* Task
If a picture appears in the records below, drop it, and reproduce everything else exactly.

* Record extracts
== Segment start ==
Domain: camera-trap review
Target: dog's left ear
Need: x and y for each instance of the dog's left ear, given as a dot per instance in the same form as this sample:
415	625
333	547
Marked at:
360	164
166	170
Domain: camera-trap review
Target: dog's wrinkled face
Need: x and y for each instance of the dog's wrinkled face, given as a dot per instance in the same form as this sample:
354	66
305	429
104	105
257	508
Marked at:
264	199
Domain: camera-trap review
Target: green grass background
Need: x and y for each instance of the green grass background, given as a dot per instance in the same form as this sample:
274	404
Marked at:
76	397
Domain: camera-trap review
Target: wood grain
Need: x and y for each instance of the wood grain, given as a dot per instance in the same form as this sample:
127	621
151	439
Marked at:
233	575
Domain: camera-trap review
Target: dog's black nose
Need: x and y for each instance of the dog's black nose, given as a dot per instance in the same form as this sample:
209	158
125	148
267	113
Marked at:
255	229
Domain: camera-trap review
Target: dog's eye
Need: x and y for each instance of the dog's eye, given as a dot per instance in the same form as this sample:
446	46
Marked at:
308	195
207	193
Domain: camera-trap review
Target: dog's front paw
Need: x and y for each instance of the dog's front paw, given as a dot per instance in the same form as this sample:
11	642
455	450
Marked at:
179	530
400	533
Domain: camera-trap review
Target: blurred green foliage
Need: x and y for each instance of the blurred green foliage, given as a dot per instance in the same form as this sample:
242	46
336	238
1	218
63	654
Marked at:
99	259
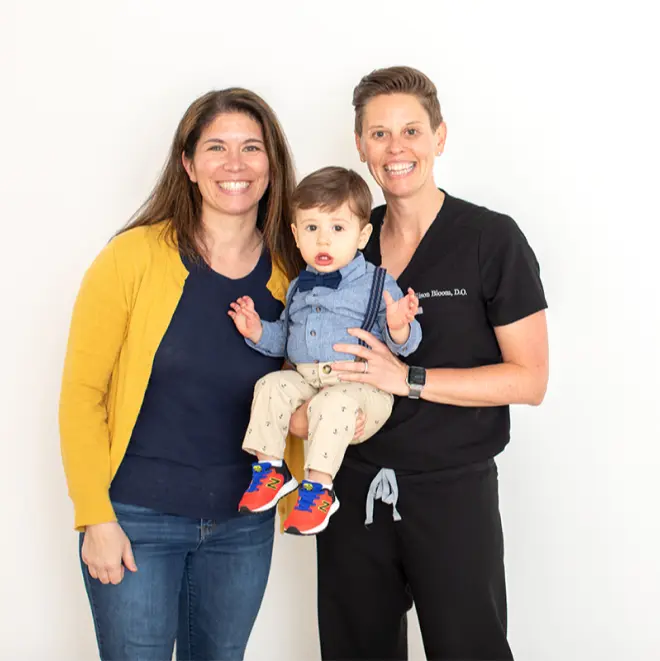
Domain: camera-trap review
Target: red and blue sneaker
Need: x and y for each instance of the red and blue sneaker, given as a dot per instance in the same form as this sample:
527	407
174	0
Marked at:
312	512
269	484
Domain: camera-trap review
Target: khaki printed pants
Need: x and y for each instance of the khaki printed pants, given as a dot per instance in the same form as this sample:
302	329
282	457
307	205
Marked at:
332	413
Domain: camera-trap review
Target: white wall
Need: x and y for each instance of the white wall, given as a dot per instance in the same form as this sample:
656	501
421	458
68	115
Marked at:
552	118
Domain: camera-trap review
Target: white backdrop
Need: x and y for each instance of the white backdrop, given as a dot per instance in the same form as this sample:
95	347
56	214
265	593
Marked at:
552	118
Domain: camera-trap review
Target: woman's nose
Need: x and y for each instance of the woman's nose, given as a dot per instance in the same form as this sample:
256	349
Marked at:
234	161
394	146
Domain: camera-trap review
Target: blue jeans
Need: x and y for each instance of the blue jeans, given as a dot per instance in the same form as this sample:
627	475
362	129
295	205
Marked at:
198	582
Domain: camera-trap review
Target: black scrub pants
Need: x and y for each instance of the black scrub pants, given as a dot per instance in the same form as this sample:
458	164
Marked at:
445	555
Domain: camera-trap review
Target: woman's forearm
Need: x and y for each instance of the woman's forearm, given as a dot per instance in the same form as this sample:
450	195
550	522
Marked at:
489	385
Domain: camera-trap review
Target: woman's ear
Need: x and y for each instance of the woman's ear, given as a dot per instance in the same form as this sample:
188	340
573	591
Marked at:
358	144
189	168
440	137
365	233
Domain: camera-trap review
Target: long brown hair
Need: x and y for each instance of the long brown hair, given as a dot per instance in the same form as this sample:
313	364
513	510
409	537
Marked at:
177	200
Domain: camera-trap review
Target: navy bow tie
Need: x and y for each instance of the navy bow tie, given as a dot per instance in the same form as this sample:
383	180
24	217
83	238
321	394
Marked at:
309	280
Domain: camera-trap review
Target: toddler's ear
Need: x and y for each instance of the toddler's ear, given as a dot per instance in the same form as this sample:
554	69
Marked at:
365	233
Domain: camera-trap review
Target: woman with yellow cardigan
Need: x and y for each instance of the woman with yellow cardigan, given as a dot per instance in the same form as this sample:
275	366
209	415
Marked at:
157	390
== Segment end ==
* Output for this task
Domain: camera-trap review
Target: dog's left ear
Need: x and y for each instance of the dog's left ear, given as a dot per instance in the same form as this sample:
415	625
333	547
Marked at:
360	164
166	170
Domain: camera-trap review
Target: dog's wrinkled face
Need: x and y for each instance of the dog's wrinkled face, given as a dot per instance in the same form as this sample:
354	66
305	429
104	105
257	508
Marked at:
264	199
Domain: camera-trap review
Target: green grass background
Need: x and y for each instance of the green grass background, given as a dot per instance in the same form as this sample:
274	404
Marked at:
76	397
Domain: camera-trap review
Target: wood grain
Need: x and y for each instance of the wood grain, given as a dot per instance in the same form as this sample:
127	621
151	439
Marked at:
233	575
Domain: camera-trap review
Target: dog's black nose
Need: x and y for each instance of the dog's black nose, given as a dot per instance in the same form as this sample:
209	158
125	148
267	113
Marked at:
255	229
Domain: camera-trap review
Target: dog's eye
Need: x and y for each instance of the dog's eye, given as a dot per instance in the same form as this sample:
446	46
Marked at:
308	195
207	193
Domain: camera-trap review
Target: dog's front paw
Need: x and y for each instance of the dog's front paw, given as a dot per instance in the same form as this sample:
11	642
455	450
Marked at:
179	530
400	533
Domain: camera-trap review
Target: blurred green foliage
Need: x and y for each instance of the blurred green foliage, given as a dot per instance in the same form as this sample:
242	46
336	238
1	218
63	654
Marked at:
99	259
Domain: camera-trap review
Target: red and blue sneaker
Need: x and y for each instance of the red and blue sneaker, given as a dot per instance in the same form as this sample:
527	407
174	0
Marked at:
312	512
269	484
Domain: camera-trap review
Target: khaki printed pants
Need: x and y for each instance of the khaki printed pants, given as a dot per instance in the same form as this sample:
302	329
282	457
307	205
Marked at:
332	413
Domain: camera-trap review
Target: white wall
Need: x and y for each instance of the white wall, given as a dot per instance in the same form as this sample:
656	501
421	458
68	115
Marked at:
552	118
Domain: camera-trap review
Target: white backdrop
Need: x and y for each instance of the white backdrop, given as a dot per instance in the same form as this sample:
95	347
56	214
265	593
Marked at:
552	118
Domain: camera-trap review
Target: woman's nose
Need: x and y for each instance of the woman's nose, given as a dot per instance in the same form as this sample:
256	349
Marked at:
234	161
394	146
Domain: camera-trap review
Target: blue jeans
Need: x and y for each instance of the blue jeans, given as a dot per instance in the same form as this sample:
627	475
362	129
295	205
Marked at:
198	582
Domain: camera-trap review
Target: black scrub pants
Need: x and y for each instance of the black scrub pants, given as a dot per instance in the same form as this sample:
458	164
Marked at:
445	555
Domain: camera-trap review
Target: woman's forearm
Need: x and y for each instance of the woman's forearm, given as a dot per instance in the same form as this sample:
450	195
550	522
Marked at:
489	385
Domain: camera-trap review
Target: woman's ear
Need: x and y for each instance of the woman's ear, given as a dot per instance in the same form as this sample:
188	340
573	591
Marked at:
358	144
189	168
440	137
365	233
Domain: camera-trap review
Target: long brown hair
Need: x and y for each instance of the long brown hair, given as a dot per instance in the same form as this sample:
313	364
513	510
409	537
Marked at:
177	200
Domain: camera-trap review
Target: navy bow tie
Need: x and y for each instance of the navy bow tie, given as a dot per instance in the same form as this sample:
383	180
24	217
83	238
321	394
Marked at:
309	280
Domain: camera-trap review
Target: toddler's ear
Need: x and y for each instance of the toddler's ear, given as a dot per instance in the same form as this sample:
554	69
Marked at:
365	233
Domain: camera-trap review
Target: woman with yellow cardigan
Need: x and y for each instance of the woman with yellow cardigan, given as a dot per instance in the same form as this sample:
275	366
209	415
Marked at:
157	390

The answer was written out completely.